Objective: Reproduce verbatim every line starting with the line that contains "[spot] the cliff" and going on through the final line of the records, with both ends included.

Raw data:
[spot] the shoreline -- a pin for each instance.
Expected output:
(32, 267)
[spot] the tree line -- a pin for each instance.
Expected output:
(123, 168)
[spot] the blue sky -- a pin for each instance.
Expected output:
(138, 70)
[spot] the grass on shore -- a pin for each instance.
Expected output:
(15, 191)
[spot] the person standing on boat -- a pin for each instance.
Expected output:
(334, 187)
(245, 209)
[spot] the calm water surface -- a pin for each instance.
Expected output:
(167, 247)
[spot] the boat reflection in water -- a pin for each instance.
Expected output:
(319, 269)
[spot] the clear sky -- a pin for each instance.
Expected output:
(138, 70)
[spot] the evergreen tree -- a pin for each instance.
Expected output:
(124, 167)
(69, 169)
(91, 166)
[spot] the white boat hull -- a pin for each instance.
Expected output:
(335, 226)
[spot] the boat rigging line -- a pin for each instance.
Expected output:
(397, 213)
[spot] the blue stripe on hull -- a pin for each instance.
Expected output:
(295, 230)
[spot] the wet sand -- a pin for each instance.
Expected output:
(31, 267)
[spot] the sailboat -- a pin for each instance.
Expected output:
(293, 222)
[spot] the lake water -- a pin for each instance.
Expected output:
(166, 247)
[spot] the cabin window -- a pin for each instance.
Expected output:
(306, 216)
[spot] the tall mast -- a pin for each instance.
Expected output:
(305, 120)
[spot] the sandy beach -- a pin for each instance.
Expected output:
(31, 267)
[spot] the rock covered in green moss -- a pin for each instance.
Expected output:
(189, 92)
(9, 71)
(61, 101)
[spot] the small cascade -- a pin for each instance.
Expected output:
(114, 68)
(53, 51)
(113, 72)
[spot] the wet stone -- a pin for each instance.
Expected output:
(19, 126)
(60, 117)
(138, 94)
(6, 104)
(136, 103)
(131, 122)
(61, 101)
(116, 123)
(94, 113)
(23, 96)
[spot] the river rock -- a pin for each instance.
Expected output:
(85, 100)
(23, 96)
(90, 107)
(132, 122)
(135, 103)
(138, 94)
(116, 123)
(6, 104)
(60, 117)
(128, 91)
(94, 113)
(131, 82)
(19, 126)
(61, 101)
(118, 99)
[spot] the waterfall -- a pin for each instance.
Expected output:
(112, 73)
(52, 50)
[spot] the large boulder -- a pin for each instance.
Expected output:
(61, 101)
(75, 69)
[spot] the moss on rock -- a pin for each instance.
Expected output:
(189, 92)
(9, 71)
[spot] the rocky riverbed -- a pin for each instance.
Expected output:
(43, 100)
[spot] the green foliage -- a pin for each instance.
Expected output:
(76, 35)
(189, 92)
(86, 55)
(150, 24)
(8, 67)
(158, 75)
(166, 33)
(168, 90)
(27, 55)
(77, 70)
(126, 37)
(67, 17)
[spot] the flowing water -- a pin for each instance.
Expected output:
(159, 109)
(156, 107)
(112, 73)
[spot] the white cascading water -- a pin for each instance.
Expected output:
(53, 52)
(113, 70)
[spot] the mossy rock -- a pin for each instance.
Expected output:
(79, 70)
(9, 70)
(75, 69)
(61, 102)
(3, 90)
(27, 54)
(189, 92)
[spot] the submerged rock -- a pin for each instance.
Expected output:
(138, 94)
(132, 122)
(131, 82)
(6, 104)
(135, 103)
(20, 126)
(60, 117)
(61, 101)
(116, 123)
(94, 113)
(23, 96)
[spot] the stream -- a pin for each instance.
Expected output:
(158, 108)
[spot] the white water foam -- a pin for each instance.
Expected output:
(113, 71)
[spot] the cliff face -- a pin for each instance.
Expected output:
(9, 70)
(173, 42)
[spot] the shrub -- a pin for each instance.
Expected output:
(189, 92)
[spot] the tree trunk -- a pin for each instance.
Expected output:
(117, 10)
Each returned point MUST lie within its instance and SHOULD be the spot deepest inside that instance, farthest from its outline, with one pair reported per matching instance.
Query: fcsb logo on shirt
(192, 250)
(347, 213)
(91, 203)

Written response:
[spot] the cliff face -- a pin for each instance.
Expected output:
(9, 70)
(173, 42)
[spot] the shrub -- a pin for each instance.
Expected output:
(189, 92)
[spot] the tree trunk -- a pin for each instance.
Expected output:
(117, 10)
Each returned point MUST lie within its instance and SHOULD be the spot deepest inside that instance, farthest from its outline, with one pair reported per matching instance.
Query: fcsb logo on shirt
(192, 250)
(347, 213)
(91, 203)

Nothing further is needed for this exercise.